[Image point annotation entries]
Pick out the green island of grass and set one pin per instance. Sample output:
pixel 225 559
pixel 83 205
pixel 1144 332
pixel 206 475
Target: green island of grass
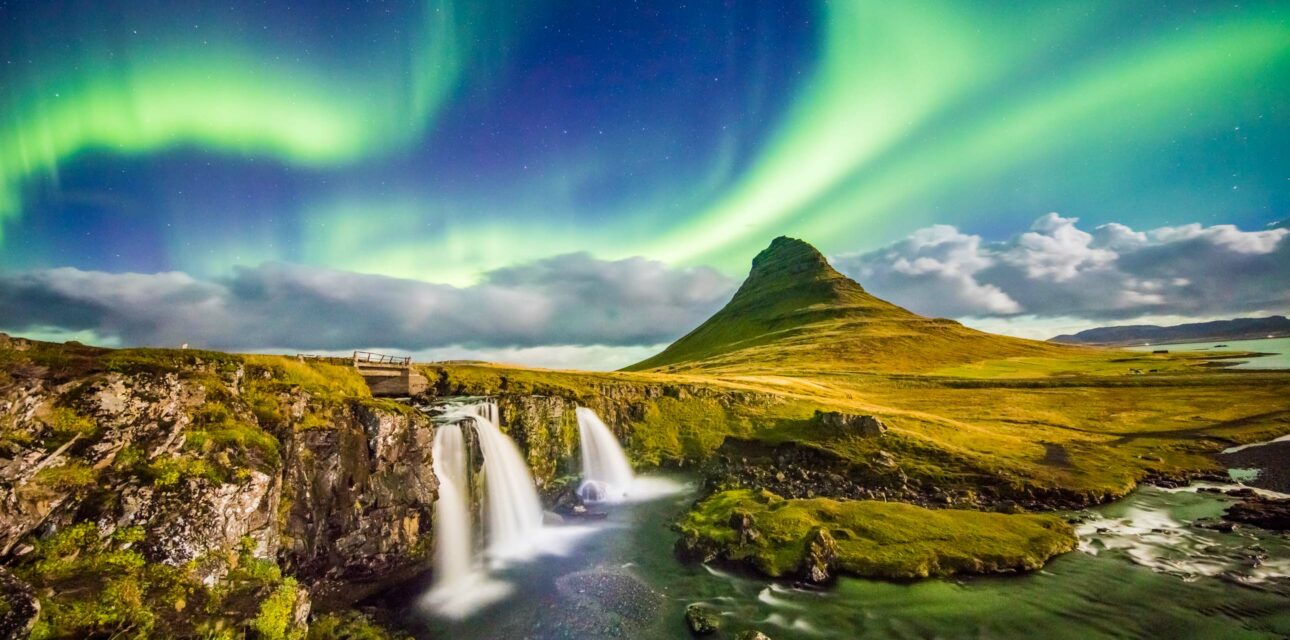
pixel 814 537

...

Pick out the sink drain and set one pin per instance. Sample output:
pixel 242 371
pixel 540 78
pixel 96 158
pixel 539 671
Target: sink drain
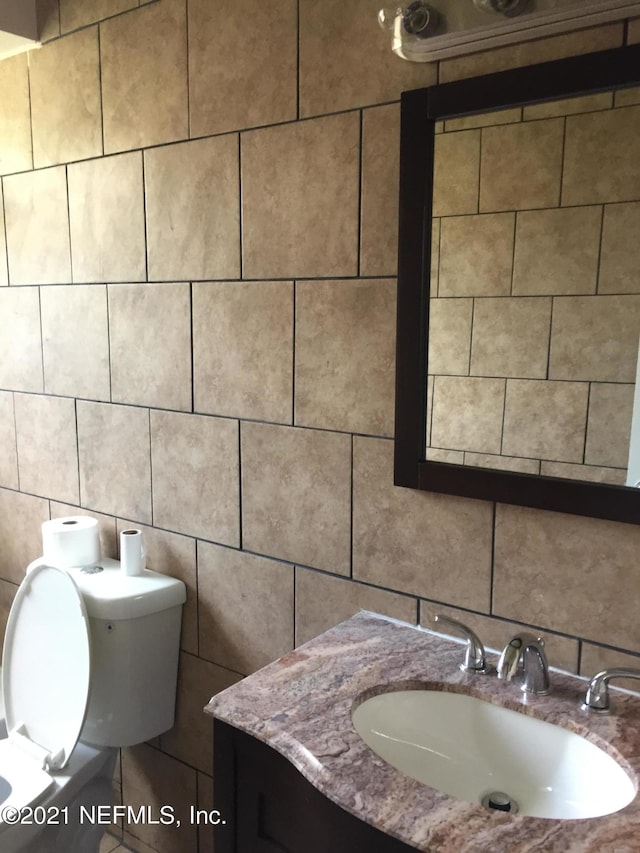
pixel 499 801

*WHAT IS REQUIRED*
Rewrite the listing from the line with "Pick out the green" to the line with "pixel 814 537", swapping "pin" for "marker" and changing nothing else. Leave the pictures out of your answer.

*RESPONSE*
Pick out the green island of grass and set one marker per instance. Sample output:
pixel 225 559
pixel 83 205
pixel 1144 332
pixel 206 475
Target: green island of grass
pixel 814 537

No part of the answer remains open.